DATA FOR THE TASK:
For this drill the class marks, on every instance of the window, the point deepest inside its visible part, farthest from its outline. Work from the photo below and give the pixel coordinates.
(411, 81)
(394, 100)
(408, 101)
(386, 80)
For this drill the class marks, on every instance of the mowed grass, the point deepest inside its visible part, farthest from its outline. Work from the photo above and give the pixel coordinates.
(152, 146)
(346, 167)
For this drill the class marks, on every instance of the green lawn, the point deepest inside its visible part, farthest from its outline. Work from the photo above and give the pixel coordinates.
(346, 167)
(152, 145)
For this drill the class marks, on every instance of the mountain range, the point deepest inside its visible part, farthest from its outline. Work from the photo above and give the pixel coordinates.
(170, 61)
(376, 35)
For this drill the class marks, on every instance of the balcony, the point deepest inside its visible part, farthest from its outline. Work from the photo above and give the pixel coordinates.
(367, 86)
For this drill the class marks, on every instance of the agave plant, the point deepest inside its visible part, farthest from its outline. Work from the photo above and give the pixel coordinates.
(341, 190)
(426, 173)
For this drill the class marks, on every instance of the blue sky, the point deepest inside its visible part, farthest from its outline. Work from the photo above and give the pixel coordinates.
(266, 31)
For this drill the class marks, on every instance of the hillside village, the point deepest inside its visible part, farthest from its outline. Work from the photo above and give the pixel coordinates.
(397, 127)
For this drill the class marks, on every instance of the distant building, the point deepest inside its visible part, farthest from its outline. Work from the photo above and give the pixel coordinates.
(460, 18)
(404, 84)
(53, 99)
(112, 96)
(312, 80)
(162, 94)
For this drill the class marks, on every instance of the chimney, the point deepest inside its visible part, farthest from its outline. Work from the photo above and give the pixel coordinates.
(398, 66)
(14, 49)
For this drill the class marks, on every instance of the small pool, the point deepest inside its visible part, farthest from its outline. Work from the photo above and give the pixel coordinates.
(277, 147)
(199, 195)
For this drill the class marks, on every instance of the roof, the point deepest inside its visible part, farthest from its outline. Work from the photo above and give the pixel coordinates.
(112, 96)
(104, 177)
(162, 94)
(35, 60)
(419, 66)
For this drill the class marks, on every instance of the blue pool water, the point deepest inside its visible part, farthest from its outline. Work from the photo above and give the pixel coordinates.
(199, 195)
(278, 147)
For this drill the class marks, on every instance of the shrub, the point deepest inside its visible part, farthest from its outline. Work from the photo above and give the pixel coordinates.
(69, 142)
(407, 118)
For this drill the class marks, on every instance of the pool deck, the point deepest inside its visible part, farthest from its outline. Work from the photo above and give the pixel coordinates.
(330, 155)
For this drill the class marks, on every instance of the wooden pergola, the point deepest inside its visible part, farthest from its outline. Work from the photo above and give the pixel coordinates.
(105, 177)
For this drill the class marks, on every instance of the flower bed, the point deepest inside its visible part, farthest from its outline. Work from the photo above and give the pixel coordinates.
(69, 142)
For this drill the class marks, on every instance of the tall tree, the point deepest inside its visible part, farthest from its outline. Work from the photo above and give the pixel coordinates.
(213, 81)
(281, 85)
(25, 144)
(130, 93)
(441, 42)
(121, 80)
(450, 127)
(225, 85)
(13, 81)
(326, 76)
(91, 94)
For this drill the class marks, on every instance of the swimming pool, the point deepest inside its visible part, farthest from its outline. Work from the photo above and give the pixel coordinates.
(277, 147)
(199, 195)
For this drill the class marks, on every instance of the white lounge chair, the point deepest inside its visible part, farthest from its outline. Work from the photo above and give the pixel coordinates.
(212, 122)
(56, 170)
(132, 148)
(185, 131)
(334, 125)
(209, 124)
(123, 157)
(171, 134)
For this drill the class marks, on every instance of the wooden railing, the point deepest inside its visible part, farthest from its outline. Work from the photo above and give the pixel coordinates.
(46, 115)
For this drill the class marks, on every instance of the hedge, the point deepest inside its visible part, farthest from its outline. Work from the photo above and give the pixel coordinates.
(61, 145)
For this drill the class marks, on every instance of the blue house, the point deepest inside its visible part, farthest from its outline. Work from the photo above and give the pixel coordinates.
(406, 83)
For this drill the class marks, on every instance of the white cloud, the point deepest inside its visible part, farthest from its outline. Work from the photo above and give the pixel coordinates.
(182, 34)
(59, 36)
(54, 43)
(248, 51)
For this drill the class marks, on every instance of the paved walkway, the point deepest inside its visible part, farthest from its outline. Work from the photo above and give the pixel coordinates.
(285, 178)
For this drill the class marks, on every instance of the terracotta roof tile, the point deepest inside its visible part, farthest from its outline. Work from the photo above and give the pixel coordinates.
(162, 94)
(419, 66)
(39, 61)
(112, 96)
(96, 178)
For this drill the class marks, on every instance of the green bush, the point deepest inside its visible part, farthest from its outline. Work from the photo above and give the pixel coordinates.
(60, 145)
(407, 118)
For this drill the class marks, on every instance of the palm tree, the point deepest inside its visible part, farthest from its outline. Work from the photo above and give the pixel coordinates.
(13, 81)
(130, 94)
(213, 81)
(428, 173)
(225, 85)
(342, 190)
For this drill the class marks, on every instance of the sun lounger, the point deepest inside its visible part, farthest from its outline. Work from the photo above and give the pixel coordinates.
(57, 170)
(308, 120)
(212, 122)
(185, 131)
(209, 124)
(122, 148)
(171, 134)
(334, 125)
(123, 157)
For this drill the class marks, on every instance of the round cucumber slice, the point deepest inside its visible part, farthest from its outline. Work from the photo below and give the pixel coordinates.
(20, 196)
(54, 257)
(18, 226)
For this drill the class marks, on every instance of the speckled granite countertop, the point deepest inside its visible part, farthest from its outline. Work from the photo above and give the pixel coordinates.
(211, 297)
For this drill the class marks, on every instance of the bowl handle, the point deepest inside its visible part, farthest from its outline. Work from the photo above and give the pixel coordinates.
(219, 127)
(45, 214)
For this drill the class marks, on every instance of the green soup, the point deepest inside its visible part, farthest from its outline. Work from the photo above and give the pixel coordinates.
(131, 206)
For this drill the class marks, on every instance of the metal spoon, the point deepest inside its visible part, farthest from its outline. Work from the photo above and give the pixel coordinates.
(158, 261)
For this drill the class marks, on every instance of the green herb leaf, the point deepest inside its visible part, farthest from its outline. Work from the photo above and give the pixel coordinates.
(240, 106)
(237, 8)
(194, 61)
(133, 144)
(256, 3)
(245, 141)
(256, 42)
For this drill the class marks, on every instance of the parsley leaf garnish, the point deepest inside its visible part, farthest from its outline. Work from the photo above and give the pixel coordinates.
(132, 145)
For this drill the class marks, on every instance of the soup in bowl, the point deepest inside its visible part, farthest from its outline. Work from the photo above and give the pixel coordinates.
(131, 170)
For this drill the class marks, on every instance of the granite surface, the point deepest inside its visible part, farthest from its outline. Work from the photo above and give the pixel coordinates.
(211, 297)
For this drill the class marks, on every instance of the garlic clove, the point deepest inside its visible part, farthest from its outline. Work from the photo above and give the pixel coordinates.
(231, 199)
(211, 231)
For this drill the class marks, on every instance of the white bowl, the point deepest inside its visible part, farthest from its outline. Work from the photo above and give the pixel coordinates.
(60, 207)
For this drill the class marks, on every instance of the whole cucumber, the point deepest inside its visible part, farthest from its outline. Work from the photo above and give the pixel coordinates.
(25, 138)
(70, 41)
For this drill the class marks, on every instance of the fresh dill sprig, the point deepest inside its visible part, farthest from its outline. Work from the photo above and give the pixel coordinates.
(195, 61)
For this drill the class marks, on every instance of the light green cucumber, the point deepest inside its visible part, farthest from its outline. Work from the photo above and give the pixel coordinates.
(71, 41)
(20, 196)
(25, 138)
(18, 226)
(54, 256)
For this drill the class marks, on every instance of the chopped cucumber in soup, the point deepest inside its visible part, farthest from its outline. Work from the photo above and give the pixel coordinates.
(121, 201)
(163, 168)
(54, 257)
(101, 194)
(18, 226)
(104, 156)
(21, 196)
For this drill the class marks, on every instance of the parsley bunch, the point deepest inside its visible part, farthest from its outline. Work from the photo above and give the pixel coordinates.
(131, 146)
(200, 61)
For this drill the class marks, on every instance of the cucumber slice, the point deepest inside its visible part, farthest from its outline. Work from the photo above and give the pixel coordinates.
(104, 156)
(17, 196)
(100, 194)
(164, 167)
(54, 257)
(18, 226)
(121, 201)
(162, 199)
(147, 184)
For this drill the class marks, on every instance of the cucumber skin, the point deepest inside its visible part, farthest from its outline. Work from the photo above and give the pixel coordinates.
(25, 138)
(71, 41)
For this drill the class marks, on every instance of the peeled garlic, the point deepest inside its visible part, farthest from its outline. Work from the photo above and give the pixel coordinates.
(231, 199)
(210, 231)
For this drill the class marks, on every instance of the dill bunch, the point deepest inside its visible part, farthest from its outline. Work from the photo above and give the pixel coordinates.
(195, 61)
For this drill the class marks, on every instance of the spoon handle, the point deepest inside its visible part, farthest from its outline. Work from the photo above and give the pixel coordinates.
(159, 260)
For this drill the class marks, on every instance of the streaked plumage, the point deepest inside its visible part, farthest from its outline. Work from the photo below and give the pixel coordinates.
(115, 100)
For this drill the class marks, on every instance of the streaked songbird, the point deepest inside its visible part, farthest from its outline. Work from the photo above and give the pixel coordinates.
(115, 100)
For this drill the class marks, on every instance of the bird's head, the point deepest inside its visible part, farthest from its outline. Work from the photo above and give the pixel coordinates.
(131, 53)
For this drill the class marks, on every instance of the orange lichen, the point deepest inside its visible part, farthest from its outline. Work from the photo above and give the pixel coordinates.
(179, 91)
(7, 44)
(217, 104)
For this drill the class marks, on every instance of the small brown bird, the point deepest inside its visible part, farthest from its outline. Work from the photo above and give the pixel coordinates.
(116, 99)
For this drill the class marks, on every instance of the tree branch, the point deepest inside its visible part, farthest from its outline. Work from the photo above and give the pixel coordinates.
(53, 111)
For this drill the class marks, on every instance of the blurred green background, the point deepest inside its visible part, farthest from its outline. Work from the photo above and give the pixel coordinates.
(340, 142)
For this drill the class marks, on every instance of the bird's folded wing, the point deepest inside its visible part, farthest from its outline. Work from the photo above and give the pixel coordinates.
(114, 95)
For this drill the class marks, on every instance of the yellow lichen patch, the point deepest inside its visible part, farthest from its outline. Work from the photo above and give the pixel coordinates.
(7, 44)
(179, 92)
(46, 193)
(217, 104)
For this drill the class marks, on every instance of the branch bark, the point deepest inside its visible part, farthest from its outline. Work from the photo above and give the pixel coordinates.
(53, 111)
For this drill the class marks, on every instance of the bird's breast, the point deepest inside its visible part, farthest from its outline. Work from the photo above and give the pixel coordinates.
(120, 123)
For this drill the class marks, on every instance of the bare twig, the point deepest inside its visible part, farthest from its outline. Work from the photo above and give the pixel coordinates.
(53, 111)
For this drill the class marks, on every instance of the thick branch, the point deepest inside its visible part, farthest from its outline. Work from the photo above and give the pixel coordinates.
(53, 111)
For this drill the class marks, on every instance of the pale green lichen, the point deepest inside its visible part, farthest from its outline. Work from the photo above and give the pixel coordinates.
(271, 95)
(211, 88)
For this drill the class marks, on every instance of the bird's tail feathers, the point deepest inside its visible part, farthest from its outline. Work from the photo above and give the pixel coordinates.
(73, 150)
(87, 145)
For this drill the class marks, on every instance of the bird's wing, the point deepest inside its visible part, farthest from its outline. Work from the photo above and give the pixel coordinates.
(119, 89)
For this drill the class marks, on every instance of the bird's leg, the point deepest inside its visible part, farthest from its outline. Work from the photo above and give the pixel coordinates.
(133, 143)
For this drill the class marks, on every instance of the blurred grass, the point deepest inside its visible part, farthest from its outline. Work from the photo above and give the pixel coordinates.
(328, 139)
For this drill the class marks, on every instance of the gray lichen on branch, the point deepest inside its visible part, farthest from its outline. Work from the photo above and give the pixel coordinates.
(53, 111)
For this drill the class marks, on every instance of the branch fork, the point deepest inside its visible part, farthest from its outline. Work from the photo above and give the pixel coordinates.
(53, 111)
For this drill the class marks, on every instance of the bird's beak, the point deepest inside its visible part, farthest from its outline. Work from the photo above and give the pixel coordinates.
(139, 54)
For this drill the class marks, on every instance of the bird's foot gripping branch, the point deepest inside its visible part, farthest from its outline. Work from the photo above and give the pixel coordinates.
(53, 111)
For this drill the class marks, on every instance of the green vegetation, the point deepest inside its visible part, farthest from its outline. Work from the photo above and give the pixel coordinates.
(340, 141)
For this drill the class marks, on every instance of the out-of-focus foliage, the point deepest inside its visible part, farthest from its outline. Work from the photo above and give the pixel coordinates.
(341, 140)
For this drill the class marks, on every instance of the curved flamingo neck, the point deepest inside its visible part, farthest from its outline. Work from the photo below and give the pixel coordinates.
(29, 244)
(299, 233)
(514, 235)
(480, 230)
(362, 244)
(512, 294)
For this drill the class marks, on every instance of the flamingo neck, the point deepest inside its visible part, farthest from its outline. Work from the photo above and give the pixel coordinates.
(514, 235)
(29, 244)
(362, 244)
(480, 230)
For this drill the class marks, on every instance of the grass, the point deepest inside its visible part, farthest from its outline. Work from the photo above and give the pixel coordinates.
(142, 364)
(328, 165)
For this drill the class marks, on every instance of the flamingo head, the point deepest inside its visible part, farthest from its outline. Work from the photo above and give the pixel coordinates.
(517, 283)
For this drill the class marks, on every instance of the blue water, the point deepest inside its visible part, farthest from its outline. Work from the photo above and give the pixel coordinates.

WORK TO DO: Starting at the line that contains "the grass, the", print every line through the end of the listing, word for word. Leave out all the rest.

OUTPUT FOR THIS TASK:
For this drill the class marks, on every instance of the grass, the point deepest inside its visible part, farthest from its outline. Work from the photo above and give the pixel coordinates.
(142, 364)
(328, 165)
For this drill the class marks, on every instance of the flamingo head, the point deepest inside its visible part, farthest from its outline. Work from the photo above and give the pixel coordinates.
(517, 283)
For this drill the class marks, on every instance of the blue water, the point deepest inside its visible part, farthest from its outline. Work from the photo above and give the pixel coordinates.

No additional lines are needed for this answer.